Anne Creissels / Clara Vidal-Rosset et Léa Perret
Anne Creissels / La soutenance : une performance universitaire
Pour être habilitée à diriger des recherches à l’université, je dois en passer par une soutenance, dos au public, face au jury. À quoi mon corps sert-il à ce moment-là ? Ma parole seule peut-elle porter mes idées ? Dans ces conditions, un enregistrement ne ferait-il pas aussi bien l’affaire ? Je veux bien me prêter au jeu de la soutenance mais à condition d’en révéler le caractère performatif et de ne pas prendre la parole. Je serai la petite main qui actionne le PowerPoint, le corps détaché de sa voix, le geste emprunté. Ce sera le contre-spectacle de la performance universitaire : une tentative paradoxale d’incorporation du savoir.
La soutenance a eu lieu il y a un an à Mains d’œuvres à Saint-Ouen. La mise en scène du « temps de parole de la candidate » se voulait une réflexion plus large sur les dispositifs de pouvoir présidant à la légitimation de savoirs et sur les motivations souterraines, personnelles et affectives, d’une recherche scientifique. Hors contexte originel, hors enjeu universitaire, hors fonction utilitaire, le re-enactment de ce rituel pour l’obtention d’un diplôme renforce la possibilité de projection de chacun·e dans cette situation, somme toute commune, d’avoir à « faire ses preuves ». Avec en toile de fond cette question : par quelles voies un corps contraint (par son sexe, son histoire et l’institution) peut-il délivrer une subjectivité dissidente ?
Clara Vidal-Rosset et Léa Perret / Votre temps d’attente est réestimé
En s’emparant d’éléments textuels considérés comme non littéraires et purement fonctionnels (paperasse administrative, lettre de motivation, formulaire de santé, déclaration pôle-emploi etc.), Clara Vidal-Rosset et Léa Perret évoquent le caractère absurde et aliénant du système administratif en faisant de ces documents de véritables « poèmes ready-made » riches de potentialités.

****************************************

Consignes =>
1. D'après la présentation des performances, où s'est déroulée la soutenance d'Anne Creissels ?
2. Prolongez la présentation des performances au-delà de sa dernière phrase.

****************************************

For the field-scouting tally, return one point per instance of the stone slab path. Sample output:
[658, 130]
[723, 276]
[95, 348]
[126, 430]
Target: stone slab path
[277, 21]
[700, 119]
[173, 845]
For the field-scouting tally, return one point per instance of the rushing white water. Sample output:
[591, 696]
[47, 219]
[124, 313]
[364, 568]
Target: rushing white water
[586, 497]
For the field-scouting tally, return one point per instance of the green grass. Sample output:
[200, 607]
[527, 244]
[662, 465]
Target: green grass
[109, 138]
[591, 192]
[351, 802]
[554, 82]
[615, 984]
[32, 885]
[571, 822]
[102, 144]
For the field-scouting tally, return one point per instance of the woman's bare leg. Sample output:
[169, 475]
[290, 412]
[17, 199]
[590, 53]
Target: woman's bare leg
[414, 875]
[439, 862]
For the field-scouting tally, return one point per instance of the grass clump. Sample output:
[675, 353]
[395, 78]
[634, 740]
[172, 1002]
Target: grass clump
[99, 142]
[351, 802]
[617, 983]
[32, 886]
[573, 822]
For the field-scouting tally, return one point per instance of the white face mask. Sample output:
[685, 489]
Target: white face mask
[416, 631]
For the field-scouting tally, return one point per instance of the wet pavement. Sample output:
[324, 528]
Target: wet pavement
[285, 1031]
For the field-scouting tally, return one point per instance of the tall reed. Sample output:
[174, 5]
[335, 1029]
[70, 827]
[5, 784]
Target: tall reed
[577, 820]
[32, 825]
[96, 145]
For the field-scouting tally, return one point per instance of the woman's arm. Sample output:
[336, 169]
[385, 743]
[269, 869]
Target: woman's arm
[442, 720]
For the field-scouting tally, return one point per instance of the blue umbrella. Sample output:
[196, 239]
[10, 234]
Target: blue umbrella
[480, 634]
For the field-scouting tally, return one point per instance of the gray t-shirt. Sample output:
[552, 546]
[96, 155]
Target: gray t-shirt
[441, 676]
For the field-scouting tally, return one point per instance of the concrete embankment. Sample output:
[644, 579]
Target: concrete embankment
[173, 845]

****************************************

Réponses finales =>
1. À Mains d'œuvres, à Saint-Ouen.

2.
Biographies
Anne Creissels est enseignante chercheure à l’université de Lille et artiste dans le champ de la performance. Docteure de l’EHESS (École des hautes études en sciences sociales) en histoire et théorie des arts et agrégée d’arts plastiques, ses recherches, à la fois théoriques et artistiques, portent sur la survivance de mythes dans l’art contemporain et la mémoire inconsciente des images ; les représentations et constructions identitaires en jeu dans l’art ; le geste dansé dans sa dimension performative et son lien aux arts visuels ; les pratiques d’incorporation du savoir et du langage. Après un premier essai sur l’art, intitulé Prêter son corps au mythe : le féminin et l’art contemporain (Le Félin, 2009), elle s’apprête à publier Le Geste emprunté (Le Félin, janvier 2019). Les formes performatives et scéniques qu’elle déploie, seule ou au sein du Laboratoire de la contre-performance(collectif d’artistes et chercheur·e·s) bénéficient régulièrement du soutien de la Ménagerie de verre à Paris. Elles ont été présentées dans différents lieux, notamment : Micadanses, Musée de la chasse et de la nature, Musée Picasso, Point éphémère et Musée Cognacq-Jay à Paris, Générateur à Gentilly, Musée des Beaux-arts d’Arras, Anis Gras à Arcueil.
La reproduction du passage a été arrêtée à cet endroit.